▶ _Your objective_: Reproduce the listing below word for word, but leave the pictures out.

Box annotations for photos:
☆ ☆ ☆

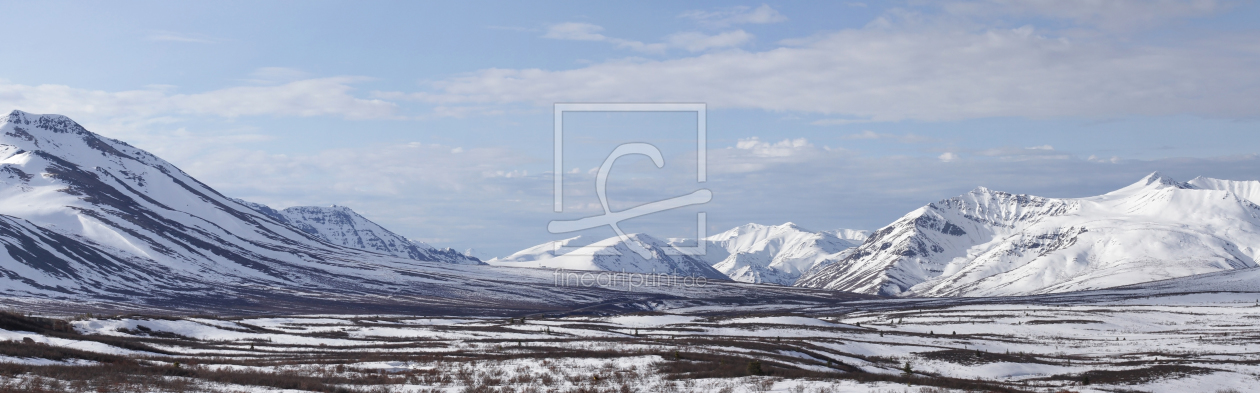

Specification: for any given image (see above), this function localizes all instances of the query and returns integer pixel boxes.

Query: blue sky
[0,0,1260,257]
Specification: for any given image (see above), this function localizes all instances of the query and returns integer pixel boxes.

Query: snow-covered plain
[0,291,1260,393]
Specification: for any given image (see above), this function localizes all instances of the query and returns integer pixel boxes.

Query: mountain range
[232,199,485,265]
[796,173,1260,296]
[0,111,1260,307]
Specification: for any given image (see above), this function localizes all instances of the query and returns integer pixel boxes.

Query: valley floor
[0,289,1260,393]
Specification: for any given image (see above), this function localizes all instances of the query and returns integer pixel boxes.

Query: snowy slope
[677,223,862,285]
[796,174,1260,296]
[486,234,727,280]
[0,111,582,305]
[233,199,484,265]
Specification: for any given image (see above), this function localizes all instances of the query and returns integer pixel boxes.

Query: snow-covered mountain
[0,111,529,299]
[796,174,1260,296]
[674,223,864,285]
[486,233,727,280]
[233,199,485,265]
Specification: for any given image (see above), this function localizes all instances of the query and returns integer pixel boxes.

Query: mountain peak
[1138,171,1182,186]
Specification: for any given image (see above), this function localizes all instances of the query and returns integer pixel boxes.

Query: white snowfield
[701,223,864,285]
[0,111,829,309]
[486,233,728,280]
[232,199,484,265]
[0,288,1260,393]
[796,174,1260,296]
[486,223,867,286]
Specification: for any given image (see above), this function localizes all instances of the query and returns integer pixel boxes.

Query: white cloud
[0,77,397,121]
[249,67,311,83]
[679,4,788,26]
[412,16,1260,122]
[974,145,1072,161]
[941,0,1226,30]
[842,130,936,144]
[665,30,752,52]
[543,21,752,53]
[543,21,609,40]
[735,136,814,157]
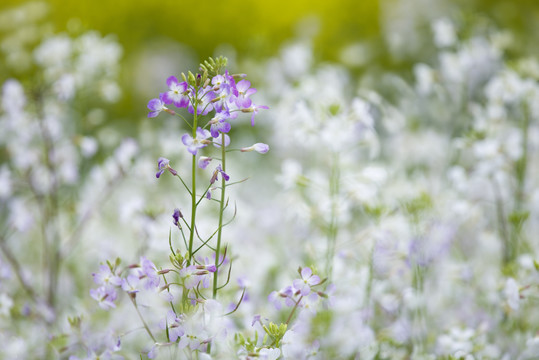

☆ ☆ ☆

▶ _Finished task_:
Specification: for any given image (see above), this function localizes all instances of the query and returns integer pixel boxes.

Query: blue sky
[0,0,1260,257]
Specification: for any given image (see above), this function localizes all instances of the query and returns integer pixel boxes.

Query: snow-covered plain
[0,291,1260,393]
Specification: for any given image (see above), this function localizes all instances of the query and returns integer pixel boxes.

Query: mountain range
[232,199,485,265]
[796,173,1260,296]
[0,111,1260,307]
Specification: for any given image (see above), this function localizes all instances of the query and returns integer pixel boxes.

Query: valley floor
[0,289,1260,393]
Specification: for any given image (see above), this function localizes all instances of the query and returns integer pixel boxes.

Query: snowy slope
[677,223,862,285]
[796,174,1260,296]
[486,234,727,280]
[0,111,582,305]
[233,199,484,265]
Specification: for any given image (see above), this function localizes all instances of the query and returns integer pixel boxes.

Query: snow-covered mountain
[0,111,529,299]
[796,174,1260,296]
[674,223,864,285]
[486,233,727,280]
[233,199,485,265]
Specification: for any given image (see above), this function localizes all instances of the query and returns integer pixel boxes.

Query: mountain peak
[1138,171,1182,186]
Specification: for any given image (see above), this function localizes all instances of the query and returns integer pixel boxes.

Query: white snowfield
[701,223,864,285]
[0,111,829,309]
[486,233,728,280]
[232,199,484,265]
[0,288,1260,393]
[796,174,1260,296]
[486,223,867,286]
Specification: for any given image (see above), this function localizes all instances of the query and returns integer pixel boxes.

Query: white cloud
[0,77,397,121]
[249,67,311,83]
[679,4,788,26]
[412,16,1260,122]
[974,145,1072,161]
[941,0,1226,30]
[842,130,936,144]
[665,30,752,52]
[543,21,752,53]
[543,21,609,40]
[735,136,814,157]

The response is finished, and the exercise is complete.